== Working data

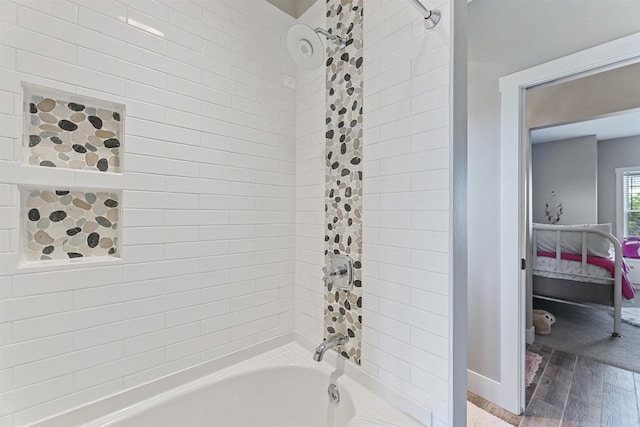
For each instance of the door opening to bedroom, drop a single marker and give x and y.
(581, 219)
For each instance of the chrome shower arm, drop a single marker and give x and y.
(431, 17)
(338, 40)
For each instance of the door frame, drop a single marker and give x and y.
(510, 391)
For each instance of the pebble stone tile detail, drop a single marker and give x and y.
(63, 224)
(343, 189)
(72, 135)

====

- **Exercise details**
Write every text line of the entries above as a JSON list of strings, one string per line, with blank lines omitted. Leave the pictures out.

- **Solution**
[
  "For each instance of the door opening to bedroom, drop a single marker and give x and y.",
  "(581, 219)",
  "For each instance of the chrome shower arm, drop a single marker and give x and y.",
  "(431, 17)",
  "(338, 40)",
  "For each instance of the door frame, drop a single marker and give x and y.",
  "(510, 391)",
  "For each instance of the pebble stone tile detail, drop a single marker and give x and y.",
  "(63, 224)",
  "(343, 189)",
  "(72, 135)"
]